* [ASSIGNED TASK]
Below are records; quote them exactly from the first line through the line that contains "target | chain-link fence".

* [MATERIAL FOR THIS TASK]
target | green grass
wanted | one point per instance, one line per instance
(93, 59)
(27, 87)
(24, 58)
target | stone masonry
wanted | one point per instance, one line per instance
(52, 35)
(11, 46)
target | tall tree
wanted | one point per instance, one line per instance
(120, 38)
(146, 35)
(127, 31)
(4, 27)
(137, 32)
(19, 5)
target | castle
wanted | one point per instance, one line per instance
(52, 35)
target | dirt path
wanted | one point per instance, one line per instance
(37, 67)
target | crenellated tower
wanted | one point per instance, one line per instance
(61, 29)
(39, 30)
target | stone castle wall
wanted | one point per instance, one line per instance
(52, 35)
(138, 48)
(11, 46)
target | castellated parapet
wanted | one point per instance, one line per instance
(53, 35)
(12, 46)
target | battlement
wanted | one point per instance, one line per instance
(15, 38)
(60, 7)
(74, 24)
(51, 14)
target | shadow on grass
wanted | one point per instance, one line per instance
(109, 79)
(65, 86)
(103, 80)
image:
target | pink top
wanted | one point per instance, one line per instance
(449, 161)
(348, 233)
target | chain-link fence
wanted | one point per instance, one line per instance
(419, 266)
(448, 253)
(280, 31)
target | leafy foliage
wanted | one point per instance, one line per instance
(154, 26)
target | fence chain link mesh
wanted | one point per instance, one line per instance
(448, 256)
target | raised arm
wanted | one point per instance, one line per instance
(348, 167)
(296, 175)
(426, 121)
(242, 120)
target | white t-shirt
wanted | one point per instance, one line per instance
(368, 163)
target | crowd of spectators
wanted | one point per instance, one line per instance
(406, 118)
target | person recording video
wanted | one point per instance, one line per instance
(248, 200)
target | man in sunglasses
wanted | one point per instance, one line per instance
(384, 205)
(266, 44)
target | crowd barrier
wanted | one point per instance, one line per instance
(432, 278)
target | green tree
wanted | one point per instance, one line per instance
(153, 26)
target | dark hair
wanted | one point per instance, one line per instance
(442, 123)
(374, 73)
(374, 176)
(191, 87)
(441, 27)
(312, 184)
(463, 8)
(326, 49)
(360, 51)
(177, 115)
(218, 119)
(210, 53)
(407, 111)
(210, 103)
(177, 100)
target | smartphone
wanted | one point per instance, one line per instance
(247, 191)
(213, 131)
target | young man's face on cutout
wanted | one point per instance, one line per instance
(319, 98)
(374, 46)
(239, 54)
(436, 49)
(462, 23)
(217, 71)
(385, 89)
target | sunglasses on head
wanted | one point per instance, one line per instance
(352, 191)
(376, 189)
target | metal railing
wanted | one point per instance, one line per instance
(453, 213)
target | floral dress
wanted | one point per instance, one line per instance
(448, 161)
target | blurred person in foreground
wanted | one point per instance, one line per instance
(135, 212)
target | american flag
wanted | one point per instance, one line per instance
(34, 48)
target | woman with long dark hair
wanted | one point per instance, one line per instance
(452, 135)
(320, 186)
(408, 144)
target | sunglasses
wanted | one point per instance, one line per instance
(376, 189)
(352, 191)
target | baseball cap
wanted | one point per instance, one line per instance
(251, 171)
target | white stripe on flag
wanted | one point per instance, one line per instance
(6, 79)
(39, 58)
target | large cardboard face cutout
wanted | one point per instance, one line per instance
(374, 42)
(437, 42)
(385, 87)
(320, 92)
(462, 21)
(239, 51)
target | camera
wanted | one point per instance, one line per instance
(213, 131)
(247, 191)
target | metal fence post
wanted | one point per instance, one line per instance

* [RESULT OF THIS TASK]
target | green grass
wanted | one point per instance, one line per instance
(93, 59)
(27, 87)
(24, 58)
target | stone masonry
wanted | one point per instance, one line per instance
(52, 35)
(11, 46)
target | tall tree
wanted | one point per instance, one line per instance
(120, 38)
(146, 35)
(127, 31)
(4, 27)
(137, 32)
(19, 5)
target | castle
wanted | one point per instance, one line per instance
(52, 35)
target | dirt path
wanted | one point per instance, one line per instance
(37, 67)
target | crenellated tower
wanted | one point per instance, one line per instance
(61, 29)
(39, 30)
target | stone castle wall
wanted | one point per instance, one line per instance
(52, 35)
(138, 48)
(11, 46)
target | castellated parapet
wanted | one point per instance, one line per instance
(53, 35)
(12, 46)
target | battlement
wanted | one point per instance, one line per instance
(15, 38)
(60, 7)
(74, 24)
(51, 14)
target | shadow on grass
wanted | one point per instance, one line per instance
(109, 79)
(65, 86)
(103, 80)
image:
target | pink top
wanted | one point per instance, one line per instance
(449, 161)
(348, 233)
target | chain-link fence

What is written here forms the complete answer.